::: RECORD SET
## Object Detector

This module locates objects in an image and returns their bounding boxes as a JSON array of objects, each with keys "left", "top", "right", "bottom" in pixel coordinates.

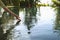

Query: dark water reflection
[
  {"left": 25, "top": 7, "right": 37, "bottom": 31},
  {"left": 0, "top": 6, "right": 60, "bottom": 40}
]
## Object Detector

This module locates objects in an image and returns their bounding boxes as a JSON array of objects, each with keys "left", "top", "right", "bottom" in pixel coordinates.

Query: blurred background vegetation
[{"left": 1, "top": 0, "right": 60, "bottom": 7}]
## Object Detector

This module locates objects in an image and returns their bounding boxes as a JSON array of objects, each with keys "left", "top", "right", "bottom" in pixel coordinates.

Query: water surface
[{"left": 0, "top": 6, "right": 60, "bottom": 40}]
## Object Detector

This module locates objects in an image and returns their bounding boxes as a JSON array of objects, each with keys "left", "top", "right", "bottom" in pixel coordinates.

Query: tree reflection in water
[
  {"left": 24, "top": 6, "right": 37, "bottom": 34},
  {"left": 0, "top": 7, "right": 20, "bottom": 40},
  {"left": 54, "top": 7, "right": 60, "bottom": 30},
  {"left": 54, "top": 7, "right": 60, "bottom": 37}
]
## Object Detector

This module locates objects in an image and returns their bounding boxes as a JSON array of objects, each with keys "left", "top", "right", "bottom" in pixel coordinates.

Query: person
[{"left": 0, "top": 0, "right": 21, "bottom": 21}]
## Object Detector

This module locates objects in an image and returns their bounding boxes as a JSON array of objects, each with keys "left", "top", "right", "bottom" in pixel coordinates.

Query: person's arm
[{"left": 0, "top": 0, "right": 21, "bottom": 21}]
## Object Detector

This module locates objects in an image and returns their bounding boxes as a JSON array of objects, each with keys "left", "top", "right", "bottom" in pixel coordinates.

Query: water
[{"left": 0, "top": 6, "right": 60, "bottom": 40}]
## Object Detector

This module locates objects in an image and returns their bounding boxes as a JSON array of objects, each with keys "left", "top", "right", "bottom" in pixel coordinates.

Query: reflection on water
[
  {"left": 0, "top": 7, "right": 20, "bottom": 40},
  {"left": 0, "top": 6, "right": 60, "bottom": 40},
  {"left": 30, "top": 7, "right": 57, "bottom": 40},
  {"left": 53, "top": 7, "right": 60, "bottom": 37},
  {"left": 55, "top": 7, "right": 60, "bottom": 29},
  {"left": 25, "top": 7, "right": 37, "bottom": 31}
]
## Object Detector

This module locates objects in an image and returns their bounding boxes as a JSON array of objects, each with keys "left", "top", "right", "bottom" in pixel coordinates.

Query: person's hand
[
  {"left": 16, "top": 16, "right": 21, "bottom": 21},
  {"left": 3, "top": 7, "right": 21, "bottom": 21}
]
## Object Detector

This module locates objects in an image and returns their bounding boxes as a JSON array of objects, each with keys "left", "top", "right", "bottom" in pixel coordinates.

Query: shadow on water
[
  {"left": 0, "top": 7, "right": 20, "bottom": 40},
  {"left": 24, "top": 6, "right": 37, "bottom": 34}
]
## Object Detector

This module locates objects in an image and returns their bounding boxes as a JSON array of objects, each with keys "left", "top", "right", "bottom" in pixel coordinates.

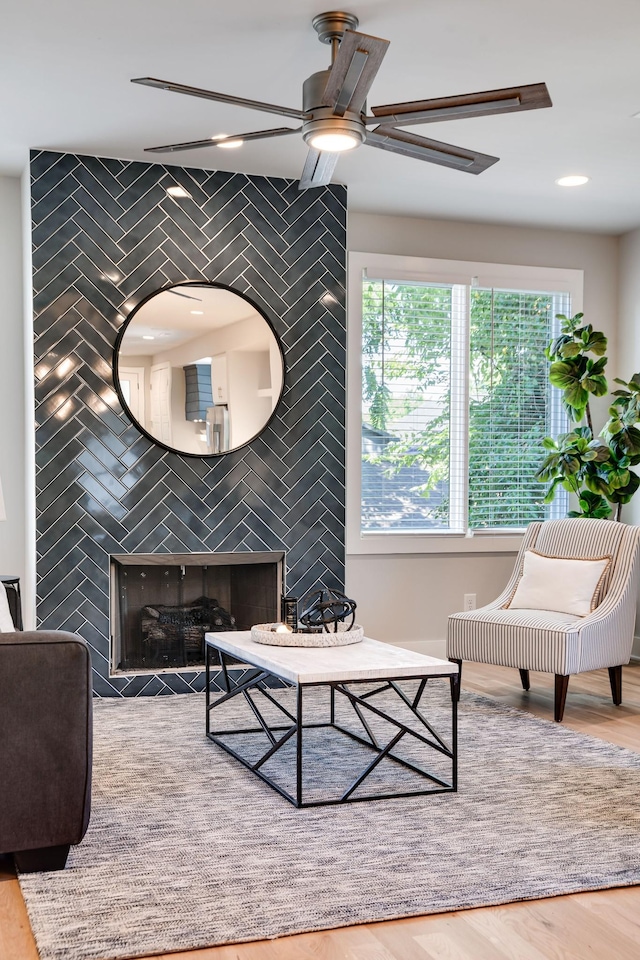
::::::
### WHAT NEEDS TO BE DONE
Would you return the records exactly as written, minus any image?

### ANSWER
## Object Detector

This module locates objects in an image and returns their bounding boxes as a JSON array of objects, each with keys "left", "top", "right", "bottom" in pixel coordinates.


Query: dark water reflection
[
  {"left": 25, "top": 7, "right": 37, "bottom": 31},
  {"left": 0, "top": 6, "right": 60, "bottom": 40}
]
## Object Detector

This module locates objects in an image and returns their bounding boxes as a JSON array of objects, each with keys "left", "top", "right", "bottom" in pixel coordinates.

Query: blurred background vegetation
[{"left": 1, "top": 0, "right": 60, "bottom": 7}]
## Object Detector

This module locates objects in an image and returns their bounding boxes as a JSON array of objects, each with keys "left", "top", "right", "bottom" in pixel coordinates.

Query: water surface
[{"left": 0, "top": 6, "right": 60, "bottom": 40}]
## Object Detector

This module locates objects in an image and returns their bounding boxes as a JSON array of objects, each with keys "left", "top", "right", "bottom" in pixel coordinates.

Query: tree reflection in water
[
  {"left": 24, "top": 6, "right": 37, "bottom": 34},
  {"left": 0, "top": 7, "right": 20, "bottom": 40},
  {"left": 54, "top": 7, "right": 60, "bottom": 30},
  {"left": 54, "top": 7, "right": 60, "bottom": 37}
]
## Object Detector

This module locates objects in an image and returns their bounding boxes as a JSON array of objects, each with keys "left", "top", "right", "bottom" in pixel coordinates.

Query: person
[{"left": 0, "top": 0, "right": 21, "bottom": 21}]
## Object Detector

This module locates objects in an image and returns their bounding boxes as a JSON array of objects, each with keys "left", "top", "right", "bottom" in pixel coordinates.

Query: person's arm
[{"left": 0, "top": 0, "right": 21, "bottom": 21}]
## Object Detector

This module locates objects in an image and returns their bounding boxes as a JSON array of objects, each with keys "left", "top", "right", "bottom" in pixel coordinates.

Query: water
[{"left": 0, "top": 6, "right": 60, "bottom": 40}]
## Object Detector

This module locates objects in an image and returns their bounding boxes as a JSON array of objects, each with keys "left", "top", "right", "bottom" in pixel coordinates.

Query: reflection on water
[
  {"left": 0, "top": 7, "right": 20, "bottom": 40},
  {"left": 0, "top": 6, "right": 60, "bottom": 40},
  {"left": 30, "top": 7, "right": 57, "bottom": 40},
  {"left": 53, "top": 7, "right": 60, "bottom": 37},
  {"left": 55, "top": 7, "right": 60, "bottom": 29},
  {"left": 25, "top": 7, "right": 37, "bottom": 31}
]
## Object Detector

This module locates objects in an image and returns their bounding boxes as a JSON array of objects, each with keys "left", "top", "right", "bottom" in pixel coordinates.

Query: person's hand
[
  {"left": 16, "top": 16, "right": 21, "bottom": 21},
  {"left": 3, "top": 7, "right": 21, "bottom": 21}
]
## Object Detector

This module locates objects in an image and returns their bounding boxes as a JSON array of objects, each with keys "left", "top", "right", "bottom" in pixel coordinates.

Query: shadow on water
[
  {"left": 0, "top": 7, "right": 20, "bottom": 40},
  {"left": 24, "top": 6, "right": 37, "bottom": 34}
]
## Object Detector

This module locates objects in an image and returns their bounding boxes as a JSON array of objects, each with keys "left", "top", "right", "bottom" in pixel coordinates.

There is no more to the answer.